(WHAT YOU HAVE TO DO)
Using the records below, repeat exactly the lines from the one holding "Could you point to the woman in" through the one holding "Could you point to the chair", both ends included, and no others.

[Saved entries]
********
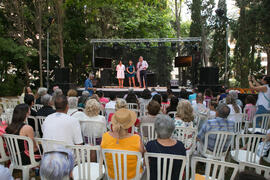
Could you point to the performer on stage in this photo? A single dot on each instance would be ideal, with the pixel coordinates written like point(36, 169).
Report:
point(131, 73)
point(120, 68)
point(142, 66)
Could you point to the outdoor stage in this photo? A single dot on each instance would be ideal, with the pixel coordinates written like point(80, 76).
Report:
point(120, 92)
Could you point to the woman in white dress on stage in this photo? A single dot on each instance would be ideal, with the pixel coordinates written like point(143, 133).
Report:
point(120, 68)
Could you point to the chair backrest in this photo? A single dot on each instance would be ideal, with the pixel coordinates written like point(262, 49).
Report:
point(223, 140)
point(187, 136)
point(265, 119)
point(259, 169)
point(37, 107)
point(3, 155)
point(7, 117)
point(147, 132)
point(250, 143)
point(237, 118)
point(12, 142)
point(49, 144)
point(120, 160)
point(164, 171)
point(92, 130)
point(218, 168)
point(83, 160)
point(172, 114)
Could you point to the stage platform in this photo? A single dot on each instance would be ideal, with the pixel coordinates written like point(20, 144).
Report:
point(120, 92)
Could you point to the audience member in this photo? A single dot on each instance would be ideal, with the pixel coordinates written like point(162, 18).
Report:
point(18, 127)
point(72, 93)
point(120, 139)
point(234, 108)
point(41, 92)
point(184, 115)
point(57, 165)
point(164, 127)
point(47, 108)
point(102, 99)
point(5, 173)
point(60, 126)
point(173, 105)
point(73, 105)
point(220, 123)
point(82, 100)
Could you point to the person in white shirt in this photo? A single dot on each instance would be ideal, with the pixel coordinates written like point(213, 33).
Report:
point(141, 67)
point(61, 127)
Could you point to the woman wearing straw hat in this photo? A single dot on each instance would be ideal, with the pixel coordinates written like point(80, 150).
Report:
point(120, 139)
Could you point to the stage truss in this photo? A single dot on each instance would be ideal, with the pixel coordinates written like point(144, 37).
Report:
********
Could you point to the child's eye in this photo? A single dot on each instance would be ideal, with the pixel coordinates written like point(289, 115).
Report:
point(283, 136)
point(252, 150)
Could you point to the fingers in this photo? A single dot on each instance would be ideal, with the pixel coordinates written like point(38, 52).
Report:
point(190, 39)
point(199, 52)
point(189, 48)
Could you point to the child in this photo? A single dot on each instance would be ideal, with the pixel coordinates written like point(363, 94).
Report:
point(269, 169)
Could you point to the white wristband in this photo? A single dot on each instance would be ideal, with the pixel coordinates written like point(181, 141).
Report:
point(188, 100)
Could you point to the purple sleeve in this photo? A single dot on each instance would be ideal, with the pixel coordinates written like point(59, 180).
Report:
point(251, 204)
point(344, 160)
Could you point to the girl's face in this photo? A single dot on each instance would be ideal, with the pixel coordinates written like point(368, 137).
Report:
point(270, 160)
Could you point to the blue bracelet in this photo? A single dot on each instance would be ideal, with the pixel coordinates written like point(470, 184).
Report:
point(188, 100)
********
(ANSWER TO THIS TASK)
Could you point to the woman in white dress on stage in this photo? A single dot on each instance would be ideal, with the pixel coordinates written like point(143, 133).
Report:
point(120, 68)
Could you point to the chair backrest in this photo? A single dot on each instance would be ideal, with the pixel coordinates written like point(262, 49).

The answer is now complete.